Reproduce word for word the part of the sous vide pork butt text below that runs between "Boston butt is very" and "be worth it.", inclusive.

> [Quoted text]
○ ○ ○

I LOVE a good pulled pork, and Boston butt is the perfect cut to use for it. With sous vide, you can also make a really flavorful and tender chop-like cut, which is unique to the sous vide process.
Boston butt is very similar to pork shoulder and is one of the tougher cuts of the pig. It needs long cooking times to break it down to a tasty texture. While this article is specifically about pork butt, it can be applied to a sous vide picnic roast or pork shoulder as well.
As I mentioned, creating a tender pork butt that has the texture of a juicy pork chop is unique to sous vide, and it can be a really cool final preparation. It takes a while, to fully tenderize the meat, but it can definitely be worth it.
For chop-like sous vide pork butt, it needs to be cooked for several days since pork butt is such a tough cut of meat. Sous vide can greatly change how it normally tastes because you can cook it below the temperature that starts causing lots of moisture loss for a long enough time that it still becomes tender. This results in very tender and moist meat.

○ ○ ○

> [Data entries]

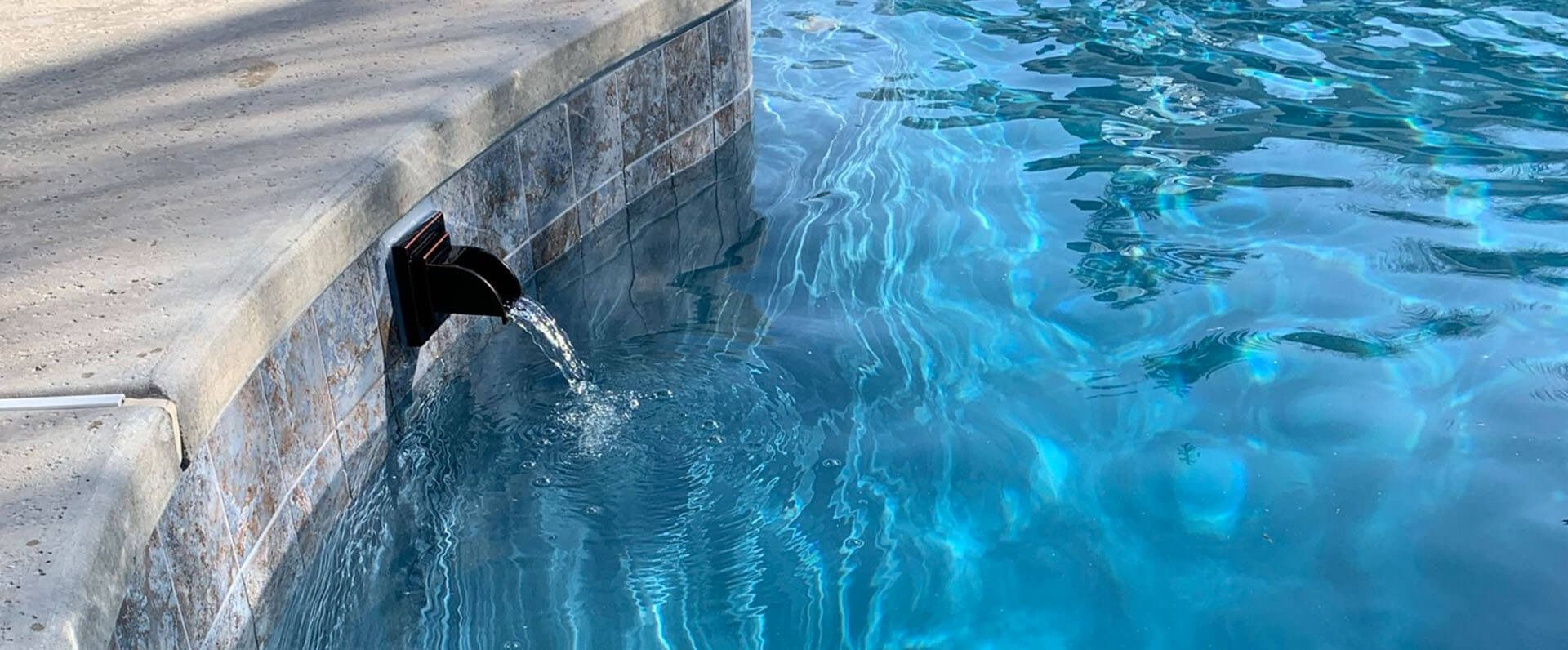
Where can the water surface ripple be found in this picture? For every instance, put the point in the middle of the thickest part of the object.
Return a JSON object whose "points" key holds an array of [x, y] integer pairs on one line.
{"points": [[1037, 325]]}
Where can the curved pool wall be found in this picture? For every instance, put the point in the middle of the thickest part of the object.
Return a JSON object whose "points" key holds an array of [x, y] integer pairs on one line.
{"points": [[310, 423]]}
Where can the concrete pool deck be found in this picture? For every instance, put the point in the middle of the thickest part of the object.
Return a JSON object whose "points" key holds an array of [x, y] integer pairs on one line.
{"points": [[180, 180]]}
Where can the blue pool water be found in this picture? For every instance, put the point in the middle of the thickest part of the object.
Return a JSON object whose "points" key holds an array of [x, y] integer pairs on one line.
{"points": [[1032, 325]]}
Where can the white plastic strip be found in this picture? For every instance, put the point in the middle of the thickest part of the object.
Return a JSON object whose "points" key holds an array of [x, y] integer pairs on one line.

○ ○ ○

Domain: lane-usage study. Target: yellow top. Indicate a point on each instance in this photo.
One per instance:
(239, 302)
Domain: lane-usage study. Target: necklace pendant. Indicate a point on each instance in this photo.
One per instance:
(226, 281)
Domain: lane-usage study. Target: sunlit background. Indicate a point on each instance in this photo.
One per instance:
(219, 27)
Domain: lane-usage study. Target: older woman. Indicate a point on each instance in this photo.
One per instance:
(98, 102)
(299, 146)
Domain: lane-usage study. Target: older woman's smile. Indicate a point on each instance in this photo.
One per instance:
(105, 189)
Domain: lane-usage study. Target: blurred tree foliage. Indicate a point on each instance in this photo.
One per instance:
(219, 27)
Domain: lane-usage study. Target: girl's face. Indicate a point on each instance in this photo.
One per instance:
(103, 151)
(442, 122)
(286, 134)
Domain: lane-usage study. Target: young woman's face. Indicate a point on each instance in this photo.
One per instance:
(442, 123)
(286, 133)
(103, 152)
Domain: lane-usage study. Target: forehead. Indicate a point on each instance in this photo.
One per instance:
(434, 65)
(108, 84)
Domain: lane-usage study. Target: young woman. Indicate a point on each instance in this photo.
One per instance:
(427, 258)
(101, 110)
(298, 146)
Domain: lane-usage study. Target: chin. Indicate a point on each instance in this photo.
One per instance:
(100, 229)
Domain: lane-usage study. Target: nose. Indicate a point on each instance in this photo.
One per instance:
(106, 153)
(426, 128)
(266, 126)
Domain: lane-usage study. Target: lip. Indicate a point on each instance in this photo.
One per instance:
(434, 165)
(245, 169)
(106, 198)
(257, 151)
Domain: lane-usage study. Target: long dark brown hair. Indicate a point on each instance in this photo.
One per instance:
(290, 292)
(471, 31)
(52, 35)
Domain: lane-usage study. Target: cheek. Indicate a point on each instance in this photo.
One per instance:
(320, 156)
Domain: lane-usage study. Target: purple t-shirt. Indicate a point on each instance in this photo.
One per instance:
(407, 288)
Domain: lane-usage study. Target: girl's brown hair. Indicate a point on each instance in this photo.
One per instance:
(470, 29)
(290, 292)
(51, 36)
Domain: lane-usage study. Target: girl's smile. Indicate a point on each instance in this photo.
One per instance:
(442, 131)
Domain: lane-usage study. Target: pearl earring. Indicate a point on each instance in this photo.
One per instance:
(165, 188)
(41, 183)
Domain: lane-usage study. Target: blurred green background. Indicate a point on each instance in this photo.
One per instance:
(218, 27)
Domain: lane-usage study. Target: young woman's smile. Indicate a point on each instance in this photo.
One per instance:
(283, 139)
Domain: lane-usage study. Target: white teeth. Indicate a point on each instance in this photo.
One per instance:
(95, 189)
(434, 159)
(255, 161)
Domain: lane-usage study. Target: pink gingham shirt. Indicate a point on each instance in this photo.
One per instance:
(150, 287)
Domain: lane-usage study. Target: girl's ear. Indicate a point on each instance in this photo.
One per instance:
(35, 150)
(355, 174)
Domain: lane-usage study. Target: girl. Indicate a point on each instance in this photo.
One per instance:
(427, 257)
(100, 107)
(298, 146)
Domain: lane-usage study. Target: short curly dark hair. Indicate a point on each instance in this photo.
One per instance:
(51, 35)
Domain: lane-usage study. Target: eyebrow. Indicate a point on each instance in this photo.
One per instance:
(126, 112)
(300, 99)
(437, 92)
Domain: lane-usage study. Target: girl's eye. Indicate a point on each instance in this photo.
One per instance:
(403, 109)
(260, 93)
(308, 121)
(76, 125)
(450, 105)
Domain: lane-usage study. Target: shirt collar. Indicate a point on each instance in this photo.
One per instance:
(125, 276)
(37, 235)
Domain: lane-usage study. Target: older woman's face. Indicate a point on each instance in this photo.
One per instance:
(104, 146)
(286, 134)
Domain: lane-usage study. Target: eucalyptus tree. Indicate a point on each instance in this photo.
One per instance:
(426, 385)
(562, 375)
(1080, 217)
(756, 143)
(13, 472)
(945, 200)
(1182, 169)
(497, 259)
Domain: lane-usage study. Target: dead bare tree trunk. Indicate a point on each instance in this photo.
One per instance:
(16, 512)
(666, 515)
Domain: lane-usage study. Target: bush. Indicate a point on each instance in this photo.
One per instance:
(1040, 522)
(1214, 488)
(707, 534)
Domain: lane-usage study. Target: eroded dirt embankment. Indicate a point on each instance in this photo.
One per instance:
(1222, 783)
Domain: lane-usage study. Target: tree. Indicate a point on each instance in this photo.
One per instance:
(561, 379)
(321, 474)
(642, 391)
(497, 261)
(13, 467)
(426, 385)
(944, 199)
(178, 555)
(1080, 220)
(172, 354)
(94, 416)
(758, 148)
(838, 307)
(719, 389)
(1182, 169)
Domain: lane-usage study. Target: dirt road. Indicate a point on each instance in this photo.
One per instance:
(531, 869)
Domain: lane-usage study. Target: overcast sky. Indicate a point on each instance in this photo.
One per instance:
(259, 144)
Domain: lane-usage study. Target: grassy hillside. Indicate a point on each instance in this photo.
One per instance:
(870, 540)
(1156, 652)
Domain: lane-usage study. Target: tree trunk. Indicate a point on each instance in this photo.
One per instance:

○ ○ ○

> [Exercise output]
Boston butt is very similar to pork shoulder and is one of the tougher cuts of the pig. It needs long cooking times to break it down to a tasty texture. While this article is specifically about pork butt, it can be applied to a sous vide picnic roast or pork shoulder as well.
As I mentioned, creating a tender pork butt that has the texture of a juicy pork chop is unique to sous vide, and it can be a really cool final preparation. It takes a while, to fully tenderize the meat, but it can definitely be worth it.